PASSAGE PROVIDED>
————
Never Wake Up Rested? You Might Have Sleep Apnea
Plenty of people struggle with getting enough sleep, but if you're spending enough time in bed and still wake up tired, you might have a different problem. Being tired all the time even when you've slept the recommended 7-9 hours of sleep is a bad sign and could indicate that you are suffering from sleep apnea. This guide will explain what sleep apnea is, its symptoms, and what you should do if you think you have it.
What Is Sleep Apnea
Sleep apnea is a disorder that causes the windpipe in the throat to collapse during sleep. Unlike snoring, sleep apnea can put your life at risk, as it can cause you to simply stop breathing during your sleep. Most people who experience sleep apnea and aren't treated will go through brief periods of time wherein they simply stop breathing. After a few seconds, your body will respond, and you'll catch your breath. However, once the muscles in your throat relax again, the process will repeat itself.
The main reason sleep apnea leaves you feeling tired is that your body and brain are being deprived of oxygen during your sleep. This is very stressful for the body and, in extreme circumstances, can even cause brain damage.
Sleep Apnea Risk Factors
The biggest risk factor for developing sleep apnea is being overweight or obese. As one gains weight, fat is sometimes stored in the throat. While this doesn't cause any problems while conscious and sitting or standing, once lying down and relaxed, the fat can push down on the windpipe, partially or fully shutting it.
However, even people who are at a healthy weight aren't immune from developing sleep apnea. This illness can strike anyone, and it can often be overlooked if you live alone, as you won't be keeping anyone awake with what sounds like snoring.
Diagnosis and Treatment
Thankfully, diagnosing and treating sleep apnea is typically an easy process. If you think you have sleep apnea, you'll need to talk to your general physician, who should refer you to a specialist. After a consultation and physical examination, the specialist will refer you to a sleep disorder clinic where you will spend the night.
The goal of having you stay at the sleep lab is to monitor your sleep. You will be hooked up to a variety of instrumentation that will monitor your oxygen levels, breathing, pulse, and blood pressure, among other things. If you're not breathing adequately during your sleep, the tests will reveal it.
If your doctors determine that you have sleep apnea, they will provide you with equipment called a CPAP machine. This device covers your mouth and nose and pushes air into your throat. It's perfectly painless and keeps the airway open with a steady stream of pressurized air, which will allow you to sleep peacefully all night long.
Sleep apnea is a disorder that make you feel tired all day, but it can also do a lot worse to your body and brain. If you think that you might have sleep apnea, or your partner has been complaining about your snoring, it's worth visiting a doctor to find out if you have this disorder.
————
THE PROBLEM>
For each statement, say whether it agrees with the sleep apnea article, answering yes or no and quoting the words from the article that decide it. 1. The CPAP machine covers only the nose. 2. The biggest risk factor for sleep apnea is being overweight or obese. 3. People at a healthy weight cannot develop sleep apnea. The lines after this point come from a different source than the sleep apnea article.

DATA EXCERPTS>
————
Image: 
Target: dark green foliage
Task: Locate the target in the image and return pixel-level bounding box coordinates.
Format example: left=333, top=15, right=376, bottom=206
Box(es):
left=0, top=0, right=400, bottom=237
————
RESPONSE AREA>
1. No: "This device covers your mouth and nose and pushes air into your throat."
2. Yes: "The biggest risk factor for developing sleep apnea is being overweight or obese."
3. No: "even people who are at a healthy weight aren't immune from developing sleep apnea."